→ **Trecho da reportagem**:
◇ ◇ ◇ ◇ ◇

Poupança, FGTS e desaposentação podem criar esqueletos de R$ 422 bilhões
Por Vitor Sorano - iG São Paulo | 17/02/2014 06:
Decisões políticas tomadas do passado
chegaram ao Supremo Tribunal Federal, que volta a julgar a perda dos planos
econômicos na semana que vem
Divulgação/STF
Pleno do STF em 2013: Tribunal, que volta a julgar os planos econômicos
na próxima semana, também terá de avaliar perdas do FGTS
O Supremo Tribunal Federal (STF) está
incumbido de dar vida ou enterrar definitivamente três esqueletos que, nos
cálculos mais alarmistas, podem tomar a forma de R$ 422 bilhões: a correção do Fundo de Garantia
do Tempo de Serviço (FGTS) pela inflação, as perdas da poupança causadas pelos planos econômicos e a desaposentação – possibilidade de renunciar a uma
aposentadoria para tentar uma mais vantajosa.
Todos decorrem de decisões políticas
tomadas no passado, geraram cerca de 422 mil processos, e chegaram à mais alta
Corte do Brasil nos anos 2000 – a última, na semana passada.
“Até o passado no Brasil é incerto, e
isso não é algo muito positivo [para a economia do
País]”, afirma o pesquisador do Instituto Brasileiro de Economia da Fundação
Getulio Vargas (IBRE/FGV), Fernando de Holanda Barbosa Filho, sobre as perdas
da poupança, cujo julgamento será retomando na semana que vem.
Collor: combate à inflação está na raiz dos questionamentos da poupança
e do FGTS
- Governo esquece do fator previdenciário
- Correção do FGTS pela inflação chega ao STF
- Poupança: 'dinheiro é nosso e banco não perdoa
Planos: ideia boa, execução nem tanto
No caso, os poupadores alegam ter
sido prejudicados pelos planos Verão, Bresser e Collor 1 e 2, editados pelo
governo para coibir a superinflação. A ideia até era certa. O problema foi a
forma como foi efetivada, avalia Rodrigo De Losso da Silveira Bueno, professor
associado do Departamento de Economia da Universidade de São Paulo (USP).

◇ ◇ ◇ ◇ ◇

→ **Dados brutos**:
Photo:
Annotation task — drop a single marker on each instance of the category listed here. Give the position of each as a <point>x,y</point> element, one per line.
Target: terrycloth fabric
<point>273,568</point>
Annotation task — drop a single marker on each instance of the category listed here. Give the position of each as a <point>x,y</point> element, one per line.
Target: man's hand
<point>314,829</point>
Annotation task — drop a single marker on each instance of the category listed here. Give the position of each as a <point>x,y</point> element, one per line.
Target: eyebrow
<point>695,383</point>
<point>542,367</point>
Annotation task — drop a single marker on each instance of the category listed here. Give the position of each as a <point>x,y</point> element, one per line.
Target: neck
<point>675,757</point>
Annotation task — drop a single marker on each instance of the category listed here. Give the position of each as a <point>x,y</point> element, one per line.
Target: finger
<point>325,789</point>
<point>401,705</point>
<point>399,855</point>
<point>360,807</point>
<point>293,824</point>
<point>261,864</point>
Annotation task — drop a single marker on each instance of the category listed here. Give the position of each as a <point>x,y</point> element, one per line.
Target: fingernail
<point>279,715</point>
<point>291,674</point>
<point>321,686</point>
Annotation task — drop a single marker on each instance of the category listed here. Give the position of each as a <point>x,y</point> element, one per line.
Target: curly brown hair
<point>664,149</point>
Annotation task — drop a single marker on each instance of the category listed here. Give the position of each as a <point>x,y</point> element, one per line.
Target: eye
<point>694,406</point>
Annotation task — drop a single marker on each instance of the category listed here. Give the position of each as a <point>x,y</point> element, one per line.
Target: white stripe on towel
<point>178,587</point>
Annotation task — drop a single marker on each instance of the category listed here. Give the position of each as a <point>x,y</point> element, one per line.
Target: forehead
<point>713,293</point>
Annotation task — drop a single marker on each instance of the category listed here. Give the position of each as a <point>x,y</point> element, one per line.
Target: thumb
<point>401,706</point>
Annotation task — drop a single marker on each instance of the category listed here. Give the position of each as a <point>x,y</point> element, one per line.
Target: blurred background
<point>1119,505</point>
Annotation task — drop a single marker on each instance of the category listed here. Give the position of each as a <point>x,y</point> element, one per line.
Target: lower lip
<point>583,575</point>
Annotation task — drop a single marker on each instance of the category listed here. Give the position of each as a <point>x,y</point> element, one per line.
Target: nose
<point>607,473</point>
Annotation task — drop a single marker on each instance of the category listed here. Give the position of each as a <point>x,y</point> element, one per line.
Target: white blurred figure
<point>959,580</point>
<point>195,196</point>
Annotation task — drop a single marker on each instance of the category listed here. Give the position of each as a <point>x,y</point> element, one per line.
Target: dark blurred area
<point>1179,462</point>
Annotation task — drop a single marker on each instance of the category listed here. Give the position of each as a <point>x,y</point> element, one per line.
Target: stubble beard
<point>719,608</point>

◇ ◇ ◇ ◇ ◇

→ **Tarefa**: Segundo a reportagem sobre os esqueletos julgados pelo STF, quantos processos as três questões geraram, aproximadamente?

→ **Resultado**: Cerca de 422 mil processos.